### To be done
Rewrite everything from the line containing "Target: **blurred background**" down to the end of the records, replacing "Kindly" with "Please" and leaving all else unchanged.

### Dataset records

--- Begin ---

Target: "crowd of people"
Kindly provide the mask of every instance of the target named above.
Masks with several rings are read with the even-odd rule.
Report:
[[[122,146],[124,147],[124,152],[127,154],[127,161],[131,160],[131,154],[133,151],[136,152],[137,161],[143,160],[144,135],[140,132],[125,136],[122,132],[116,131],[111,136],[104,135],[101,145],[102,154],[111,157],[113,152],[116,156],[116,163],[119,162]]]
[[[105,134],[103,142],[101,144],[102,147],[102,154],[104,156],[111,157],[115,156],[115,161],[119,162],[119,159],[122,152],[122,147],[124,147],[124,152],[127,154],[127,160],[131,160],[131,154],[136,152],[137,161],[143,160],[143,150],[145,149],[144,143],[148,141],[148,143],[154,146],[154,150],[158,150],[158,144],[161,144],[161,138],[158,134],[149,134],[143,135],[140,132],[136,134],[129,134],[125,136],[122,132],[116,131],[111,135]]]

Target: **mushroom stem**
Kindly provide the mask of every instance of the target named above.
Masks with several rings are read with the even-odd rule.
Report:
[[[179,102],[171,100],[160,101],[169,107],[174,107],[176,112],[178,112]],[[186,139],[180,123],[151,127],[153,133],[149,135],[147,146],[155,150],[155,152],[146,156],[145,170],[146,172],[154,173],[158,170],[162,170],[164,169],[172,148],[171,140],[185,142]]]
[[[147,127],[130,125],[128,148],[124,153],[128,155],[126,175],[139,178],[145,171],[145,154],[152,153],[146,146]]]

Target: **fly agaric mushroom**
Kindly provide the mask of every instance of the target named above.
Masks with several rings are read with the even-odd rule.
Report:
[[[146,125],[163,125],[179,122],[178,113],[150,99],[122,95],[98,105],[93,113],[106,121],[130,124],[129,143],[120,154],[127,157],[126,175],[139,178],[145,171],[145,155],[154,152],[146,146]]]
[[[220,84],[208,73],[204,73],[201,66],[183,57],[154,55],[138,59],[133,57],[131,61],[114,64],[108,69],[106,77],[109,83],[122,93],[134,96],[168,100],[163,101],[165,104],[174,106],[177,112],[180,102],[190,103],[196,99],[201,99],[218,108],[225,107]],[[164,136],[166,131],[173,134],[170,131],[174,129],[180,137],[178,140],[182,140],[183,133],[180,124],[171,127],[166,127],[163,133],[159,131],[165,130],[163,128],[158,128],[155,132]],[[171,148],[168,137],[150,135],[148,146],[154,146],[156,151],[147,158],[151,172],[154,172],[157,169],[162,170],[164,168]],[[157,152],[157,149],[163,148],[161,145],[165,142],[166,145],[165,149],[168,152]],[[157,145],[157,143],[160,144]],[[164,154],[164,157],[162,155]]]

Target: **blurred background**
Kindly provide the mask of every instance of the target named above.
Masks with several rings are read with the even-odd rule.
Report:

--- End ---

### Result
Target: **blurred background**
Please provide the mask of every instance of the target named above.
Masks with several rings are read with the even-odd rule.
Report:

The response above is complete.